Count the lines in the data below that contain the string "hoodie", treating uppercase and lowercase as distinct, and give only the number.

— begin —

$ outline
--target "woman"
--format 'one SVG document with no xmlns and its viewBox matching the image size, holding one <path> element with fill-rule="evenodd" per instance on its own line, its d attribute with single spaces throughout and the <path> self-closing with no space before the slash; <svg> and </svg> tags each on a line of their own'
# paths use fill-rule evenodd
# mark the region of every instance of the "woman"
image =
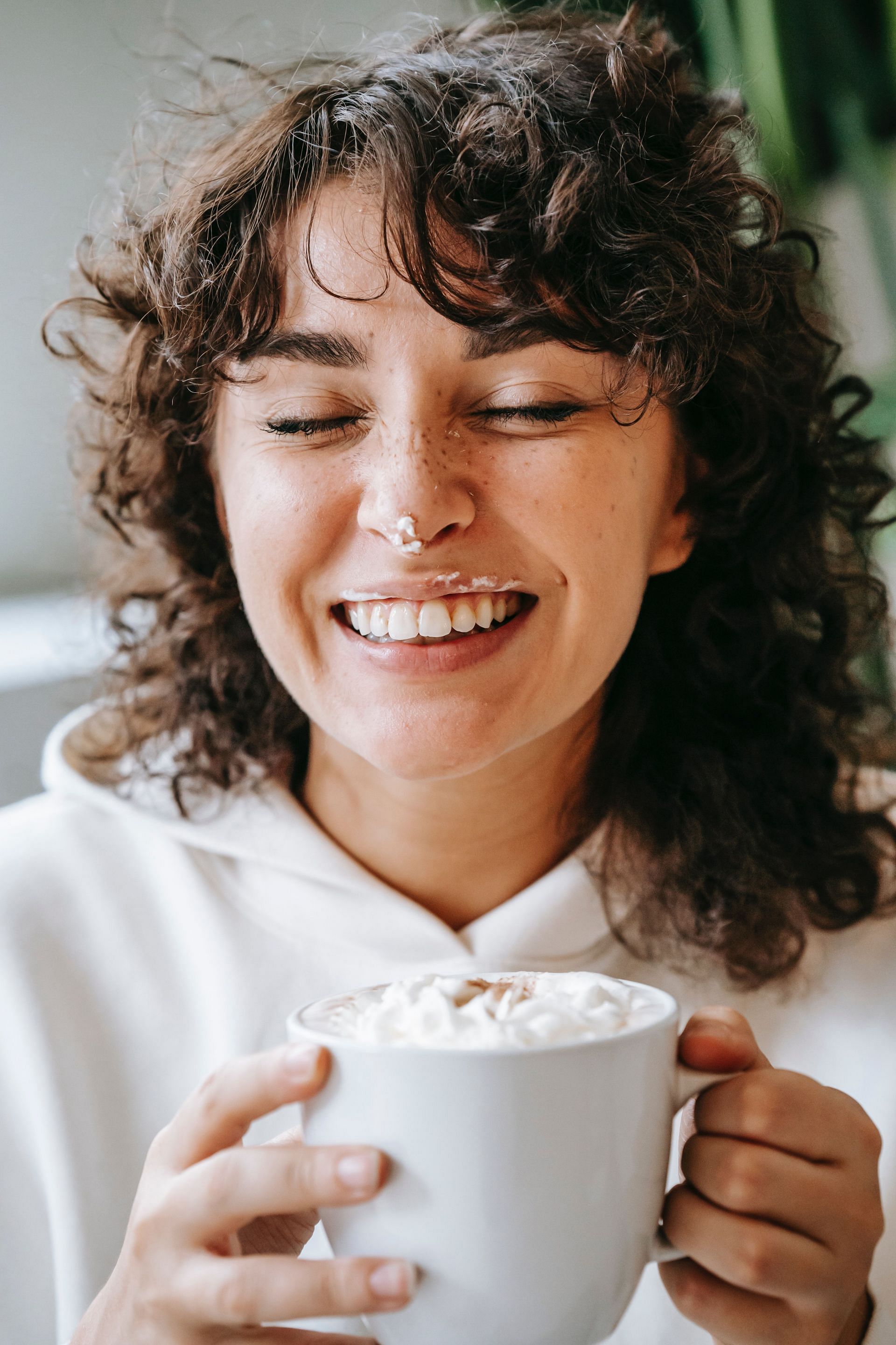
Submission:
<svg viewBox="0 0 896 1345">
<path fill-rule="evenodd" d="M 120 656 L 3 820 L 7 1337 L 356 1338 L 412 1270 L 296 1259 L 387 1173 L 285 1015 L 587 967 L 744 1071 L 614 1341 L 892 1345 L 889 483 L 805 239 L 634 11 L 257 87 L 55 336 Z"/>
</svg>

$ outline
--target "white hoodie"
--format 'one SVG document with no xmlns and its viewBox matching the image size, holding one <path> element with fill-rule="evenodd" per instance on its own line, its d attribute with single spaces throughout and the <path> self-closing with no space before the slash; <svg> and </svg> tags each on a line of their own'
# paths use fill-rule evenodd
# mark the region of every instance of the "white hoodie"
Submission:
<svg viewBox="0 0 896 1345">
<path fill-rule="evenodd" d="M 164 781 L 126 799 L 89 783 L 66 760 L 85 713 L 47 742 L 47 792 L 0 812 L 1 1345 L 69 1340 L 118 1256 L 153 1135 L 215 1065 L 278 1045 L 290 1010 L 422 971 L 523 968 L 650 982 L 685 1017 L 733 1005 L 772 1064 L 858 1099 L 884 1135 L 888 1217 L 865 1345 L 896 1345 L 896 919 L 814 933 L 786 991 L 737 994 L 627 954 L 571 855 L 454 932 L 274 784 L 185 822 Z M 249 1141 L 293 1123 L 263 1118 Z M 708 1340 L 656 1267 L 613 1336 Z"/>
</svg>

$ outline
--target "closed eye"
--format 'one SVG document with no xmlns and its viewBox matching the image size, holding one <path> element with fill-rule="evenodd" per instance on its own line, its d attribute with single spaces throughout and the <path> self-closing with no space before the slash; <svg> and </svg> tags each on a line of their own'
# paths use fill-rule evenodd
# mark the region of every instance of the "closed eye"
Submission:
<svg viewBox="0 0 896 1345">
<path fill-rule="evenodd" d="M 314 434 L 345 434 L 349 429 L 360 425 L 363 420 L 365 420 L 364 416 L 328 416 L 306 418 L 282 416 L 277 420 L 265 421 L 265 429 L 267 429 L 271 434 L 279 434 L 283 438 L 290 436 L 312 438 Z"/>
<path fill-rule="evenodd" d="M 583 412 L 580 402 L 532 402 L 524 406 L 484 406 L 473 413 L 480 422 L 509 425 L 523 421 L 527 425 L 562 425 Z"/>
</svg>

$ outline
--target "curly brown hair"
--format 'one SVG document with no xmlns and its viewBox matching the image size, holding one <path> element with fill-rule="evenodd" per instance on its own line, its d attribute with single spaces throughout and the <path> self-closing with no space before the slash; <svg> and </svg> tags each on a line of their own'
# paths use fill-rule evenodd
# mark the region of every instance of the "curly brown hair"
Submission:
<svg viewBox="0 0 896 1345">
<path fill-rule="evenodd" d="M 240 607 L 207 443 L 216 387 L 278 323 L 279 225 L 343 176 L 380 194 L 391 266 L 435 311 L 610 352 L 684 429 L 696 545 L 649 581 L 578 823 L 607 820 L 619 937 L 759 985 L 810 927 L 888 909 L 856 658 L 887 613 L 868 554 L 891 480 L 850 424 L 864 386 L 832 383 L 811 241 L 744 167 L 742 110 L 637 7 L 498 12 L 235 87 L 251 97 L 181 118 L 179 167 L 83 242 L 90 293 L 51 339 L 81 366 L 81 473 L 121 543 L 121 736 L 90 768 L 163 734 L 184 810 L 286 760 L 301 787 L 308 724 Z"/>
</svg>

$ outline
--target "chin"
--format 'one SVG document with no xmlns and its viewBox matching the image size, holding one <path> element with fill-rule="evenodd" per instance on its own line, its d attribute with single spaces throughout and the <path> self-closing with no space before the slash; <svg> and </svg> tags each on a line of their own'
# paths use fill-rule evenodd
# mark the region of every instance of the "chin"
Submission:
<svg viewBox="0 0 896 1345">
<path fill-rule="evenodd" d="M 398 736 L 384 734 L 377 741 L 372 734 L 363 742 L 345 745 L 377 771 L 399 780 L 451 780 L 481 771 L 509 748 L 509 744 L 473 741 L 473 737 L 470 734 L 466 742 L 450 741 L 445 734 L 415 733 L 411 725 L 404 725 Z"/>
</svg>

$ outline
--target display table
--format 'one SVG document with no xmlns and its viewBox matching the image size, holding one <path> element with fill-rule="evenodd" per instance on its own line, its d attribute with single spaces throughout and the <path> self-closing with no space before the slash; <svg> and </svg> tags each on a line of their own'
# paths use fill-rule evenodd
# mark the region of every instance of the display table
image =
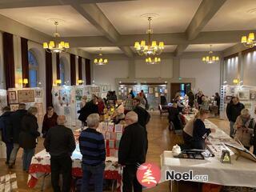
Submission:
<svg viewBox="0 0 256 192">
<path fill-rule="evenodd" d="M 183 115 L 188 122 L 194 114 Z M 226 146 L 220 144 L 223 142 L 235 144 L 236 142 L 230 138 L 223 130 L 209 120 L 205 121 L 207 128 L 214 128 L 215 133 L 210 134 L 209 141 L 216 148 L 215 157 L 208 158 L 205 160 L 175 158 L 171 151 L 164 151 L 161 154 L 161 174 L 162 182 L 166 181 L 166 170 L 174 170 L 183 173 L 193 170 L 194 175 L 208 175 L 208 181 L 205 182 L 222 186 L 234 186 L 244 187 L 256 187 L 256 163 L 251 160 L 240 157 L 235 160 L 236 155 L 230 152 L 231 163 L 222 163 L 220 154 L 222 150 Z M 215 146 L 214 146 L 215 145 Z M 203 182 L 203 181 L 201 181 Z"/>
<path fill-rule="evenodd" d="M 77 149 L 71 157 L 72 175 L 74 177 L 82 177 L 82 154 Z M 117 180 L 117 191 L 121 191 L 122 169 L 118 165 L 118 158 L 106 157 L 105 163 L 104 178 Z M 43 150 L 32 158 L 29 170 L 28 186 L 34 188 L 39 178 L 44 177 L 46 174 L 50 174 L 50 156 L 46 150 Z"/>
</svg>

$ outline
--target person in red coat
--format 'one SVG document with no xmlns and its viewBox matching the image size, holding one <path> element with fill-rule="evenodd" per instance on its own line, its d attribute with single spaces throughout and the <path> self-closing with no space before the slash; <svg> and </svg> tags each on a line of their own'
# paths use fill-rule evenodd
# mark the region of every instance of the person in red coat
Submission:
<svg viewBox="0 0 256 192">
<path fill-rule="evenodd" d="M 45 114 L 42 122 L 42 134 L 46 138 L 46 134 L 50 127 L 57 126 L 58 114 L 54 112 L 52 106 L 47 107 L 47 113 Z"/>
</svg>

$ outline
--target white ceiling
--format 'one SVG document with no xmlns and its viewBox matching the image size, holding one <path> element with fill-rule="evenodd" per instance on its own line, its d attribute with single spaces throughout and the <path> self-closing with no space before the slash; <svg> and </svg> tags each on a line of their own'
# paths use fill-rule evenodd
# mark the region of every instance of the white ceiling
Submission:
<svg viewBox="0 0 256 192">
<path fill-rule="evenodd" d="M 62 37 L 101 35 L 94 26 L 70 6 L 4 9 L 0 10 L 0 14 L 50 35 L 53 35 L 54 26 L 47 21 L 49 18 L 64 20 L 58 29 Z"/>
<path fill-rule="evenodd" d="M 102 50 L 100 50 L 102 48 Z M 104 46 L 104 47 L 80 47 L 90 54 L 122 54 L 122 51 L 117 46 Z"/>
<path fill-rule="evenodd" d="M 184 32 L 202 0 L 140 0 L 98 3 L 98 6 L 122 34 L 145 34 L 143 14 L 159 16 L 152 21 L 154 33 Z"/>
<path fill-rule="evenodd" d="M 235 43 L 222 43 L 222 44 L 212 44 L 213 51 L 222 51 L 230 46 L 234 46 Z M 186 49 L 185 52 L 192 52 L 192 51 L 209 51 L 210 44 L 194 44 L 190 45 Z"/>
<path fill-rule="evenodd" d="M 255 8 L 255 0 L 227 0 L 203 31 L 255 30 L 256 10 L 248 13 Z"/>
</svg>

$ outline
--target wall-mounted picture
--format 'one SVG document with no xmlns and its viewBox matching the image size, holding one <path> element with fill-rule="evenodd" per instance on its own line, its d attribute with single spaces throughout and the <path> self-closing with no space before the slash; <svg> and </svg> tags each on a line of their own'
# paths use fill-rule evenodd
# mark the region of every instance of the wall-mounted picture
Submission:
<svg viewBox="0 0 256 192">
<path fill-rule="evenodd" d="M 34 102 L 34 90 L 18 90 L 18 102 Z"/>
<path fill-rule="evenodd" d="M 249 100 L 250 90 L 238 90 L 238 97 L 240 100 Z"/>
<path fill-rule="evenodd" d="M 42 90 L 34 90 L 35 98 L 42 98 Z"/>
<path fill-rule="evenodd" d="M 17 102 L 16 99 L 16 91 L 8 91 L 9 103 Z"/>
<path fill-rule="evenodd" d="M 18 110 L 18 103 L 10 104 L 10 111 L 16 111 Z"/>
</svg>

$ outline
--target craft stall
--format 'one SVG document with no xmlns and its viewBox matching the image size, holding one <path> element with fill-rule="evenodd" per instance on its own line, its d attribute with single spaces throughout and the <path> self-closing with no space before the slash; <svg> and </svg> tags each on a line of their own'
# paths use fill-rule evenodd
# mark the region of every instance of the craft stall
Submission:
<svg viewBox="0 0 256 192">
<path fill-rule="evenodd" d="M 194 114 L 184 115 L 188 122 Z M 226 186 L 256 187 L 256 158 L 248 150 L 246 150 L 238 143 L 234 142 L 228 134 L 219 129 L 210 121 L 205 122 L 206 128 L 214 128 L 215 133 L 210 134 L 210 143 L 206 150 L 201 152 L 200 157 L 180 158 L 173 151 L 165 150 L 161 155 L 162 182 L 166 181 L 166 171 L 174 170 L 178 173 L 189 173 L 193 170 L 193 175 L 202 175 L 201 180 L 190 179 L 190 182 L 218 184 Z M 234 149 L 241 149 L 248 158 L 240 156 Z M 227 158 L 223 156 L 223 151 L 229 154 Z M 226 152 L 228 151 L 228 152 Z M 183 153 L 182 153 L 183 154 Z M 239 157 L 239 158 L 238 158 Z M 225 162 L 226 161 L 226 162 Z M 226 163 L 224 163 L 226 162 Z M 241 177 L 242 175 L 242 179 Z M 178 191 L 178 182 L 170 181 L 171 191 Z"/>
<path fill-rule="evenodd" d="M 75 130 L 81 126 L 78 120 L 80 110 L 80 102 L 82 96 L 87 96 L 87 101 L 91 100 L 93 94 L 101 96 L 101 89 L 98 86 L 54 86 L 52 89 L 53 106 L 58 115 L 65 115 L 66 126 Z"/>
<path fill-rule="evenodd" d="M 256 86 L 229 86 L 221 87 L 220 118 L 227 119 L 226 109 L 232 97 L 238 97 L 240 102 L 250 110 L 252 117 L 255 118 L 256 109 Z"/>
<path fill-rule="evenodd" d="M 86 128 L 85 128 L 86 129 Z M 106 146 L 106 168 L 105 179 L 117 181 L 117 191 L 121 191 L 122 169 L 118 163 L 118 152 L 120 139 L 123 132 L 123 126 L 114 125 L 112 122 L 101 122 L 98 130 L 105 138 Z M 81 168 L 82 154 L 80 153 L 78 138 L 81 129 L 74 131 L 76 141 L 76 149 L 72 154 L 72 175 L 74 178 L 81 178 L 82 171 Z M 50 155 L 45 150 L 35 154 L 31 161 L 29 170 L 28 186 L 34 188 L 40 178 L 44 179 L 50 173 Z M 44 180 L 43 180 L 44 181 Z M 43 186 L 42 186 L 43 187 Z M 112 189 L 114 190 L 114 188 Z"/>
<path fill-rule="evenodd" d="M 10 88 L 7 91 L 8 103 L 10 110 L 15 111 L 18 109 L 19 103 L 25 103 L 26 108 L 35 106 L 38 108 L 38 123 L 39 126 L 39 132 L 41 131 L 43 116 L 46 113 L 43 103 L 44 94 L 43 90 L 40 87 L 33 88 Z"/>
</svg>

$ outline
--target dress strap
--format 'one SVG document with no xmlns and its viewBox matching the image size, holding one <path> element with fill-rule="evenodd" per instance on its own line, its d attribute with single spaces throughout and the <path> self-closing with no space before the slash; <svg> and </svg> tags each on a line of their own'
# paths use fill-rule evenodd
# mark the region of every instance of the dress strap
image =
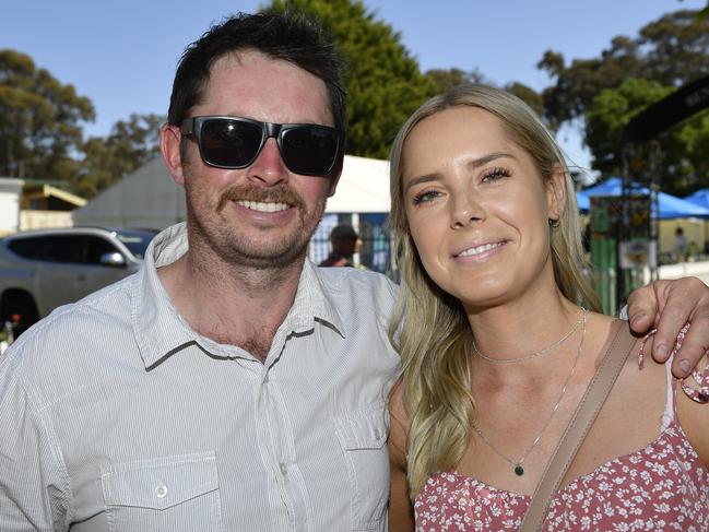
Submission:
<svg viewBox="0 0 709 532">
<path fill-rule="evenodd" d="M 676 401 L 675 401 L 675 391 L 676 391 L 676 380 L 672 376 L 672 357 L 664 365 L 664 373 L 666 375 L 666 399 L 664 402 L 664 412 L 662 413 L 662 426 L 660 431 L 664 433 L 670 424 L 675 419 L 677 415 Z"/>
</svg>

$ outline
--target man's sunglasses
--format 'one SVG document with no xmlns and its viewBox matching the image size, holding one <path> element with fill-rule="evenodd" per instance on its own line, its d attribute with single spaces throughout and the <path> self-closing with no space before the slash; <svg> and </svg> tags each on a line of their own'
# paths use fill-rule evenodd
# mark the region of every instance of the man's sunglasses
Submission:
<svg viewBox="0 0 709 532">
<path fill-rule="evenodd" d="M 246 168 L 273 137 L 285 166 L 295 174 L 329 176 L 343 149 L 343 135 L 316 123 L 270 123 L 240 117 L 192 117 L 181 126 L 192 134 L 202 161 L 217 168 Z"/>
</svg>

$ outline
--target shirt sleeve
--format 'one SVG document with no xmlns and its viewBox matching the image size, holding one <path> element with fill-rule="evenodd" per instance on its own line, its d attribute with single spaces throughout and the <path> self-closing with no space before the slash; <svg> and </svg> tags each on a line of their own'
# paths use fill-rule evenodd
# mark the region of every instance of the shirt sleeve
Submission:
<svg viewBox="0 0 709 532">
<path fill-rule="evenodd" d="M 69 530 L 69 477 L 46 409 L 0 357 L 0 530 Z"/>
</svg>

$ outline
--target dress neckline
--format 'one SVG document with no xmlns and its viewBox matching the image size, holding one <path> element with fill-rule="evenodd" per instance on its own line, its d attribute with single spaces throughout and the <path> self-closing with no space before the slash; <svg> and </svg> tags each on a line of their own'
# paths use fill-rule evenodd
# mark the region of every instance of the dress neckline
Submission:
<svg viewBox="0 0 709 532">
<path fill-rule="evenodd" d="M 674 434 L 673 434 L 673 435 L 669 435 L 667 433 L 670 433 L 670 431 L 673 431 Z M 612 459 L 610 459 L 610 460 L 606 460 L 606 461 L 603 462 L 603 463 L 600 463 L 599 465 L 596 465 L 595 468 L 593 468 L 593 471 L 590 471 L 589 473 L 584 473 L 584 474 L 582 474 L 582 475 L 579 475 L 579 476 L 574 477 L 574 478 L 572 478 L 569 483 L 567 483 L 567 484 L 566 484 L 562 489 L 557 490 L 557 492 L 554 494 L 554 496 L 556 497 L 557 495 L 563 494 L 563 493 L 566 492 L 569 487 L 571 487 L 571 486 L 574 486 L 574 485 L 576 485 L 576 484 L 578 484 L 578 483 L 580 483 L 580 482 L 583 482 L 583 481 L 587 481 L 587 480 L 591 480 L 593 476 L 598 475 L 598 473 L 599 473 L 599 471 L 600 471 L 601 469 L 603 469 L 603 468 L 607 468 L 607 466 L 611 465 L 612 463 L 615 463 L 615 462 L 622 462 L 622 461 L 627 461 L 627 460 L 629 460 L 631 457 L 635 457 L 635 456 L 638 456 L 638 454 L 647 454 L 647 453 L 651 452 L 651 449 L 652 449 L 652 448 L 658 447 L 658 446 L 670 445 L 670 446 L 673 446 L 673 447 L 674 447 L 674 444 L 675 444 L 675 442 L 673 442 L 673 441 L 666 441 L 667 438 L 671 437 L 671 436 L 681 437 L 681 438 L 683 438 L 684 440 L 687 440 L 687 436 L 686 436 L 686 434 L 685 434 L 684 430 L 682 429 L 682 426 L 681 426 L 678 423 L 676 423 L 676 419 L 675 419 L 675 418 L 673 418 L 673 419 L 670 422 L 670 424 L 669 424 L 669 425 L 667 425 L 667 426 L 666 426 L 666 427 L 665 427 L 665 428 L 660 433 L 660 435 L 659 435 L 655 439 L 653 439 L 652 441 L 648 442 L 648 444 L 647 444 L 645 447 L 642 447 L 641 449 L 637 449 L 637 450 L 635 450 L 635 451 L 630 451 L 630 452 L 627 452 L 627 453 L 625 453 L 625 454 L 621 454 L 621 456 L 618 456 L 618 457 L 615 457 L 615 458 L 612 458 Z M 664 440 L 664 441 L 663 441 L 663 440 Z M 694 447 L 688 446 L 688 448 L 690 449 L 692 454 L 688 456 L 687 459 L 699 460 L 699 456 L 697 454 L 697 451 L 694 449 Z M 699 461 L 700 461 L 700 460 L 699 460 Z M 460 482 L 464 482 L 464 483 L 466 483 L 466 484 L 472 484 L 472 485 L 480 486 L 480 487 L 482 487 L 482 488 L 484 488 L 484 489 L 488 489 L 488 490 L 491 490 L 491 492 L 498 493 L 498 494 L 500 494 L 501 496 L 506 496 L 507 498 L 517 498 L 517 499 L 522 499 L 522 500 L 530 500 L 530 499 L 531 499 L 531 495 L 522 495 L 522 494 L 519 494 L 519 493 L 516 493 L 516 492 L 510 492 L 509 489 L 505 489 L 505 488 L 501 488 L 501 487 L 494 486 L 494 485 L 492 485 L 492 484 L 487 484 L 487 483 L 485 483 L 485 482 L 483 482 L 483 481 L 480 481 L 480 480 L 475 478 L 474 476 L 470 476 L 470 475 L 465 475 L 465 474 L 459 473 L 458 471 L 456 471 L 456 469 L 451 469 L 451 470 L 449 470 L 449 471 L 447 471 L 447 472 L 439 472 L 439 473 L 436 473 L 436 474 L 432 475 L 432 478 L 435 477 L 435 476 L 440 476 L 440 475 L 452 475 L 452 476 L 457 477 Z M 422 492 L 421 495 L 423 495 L 423 492 Z M 418 498 L 418 497 L 417 497 L 417 498 Z"/>
</svg>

— end —

• Task answer: 2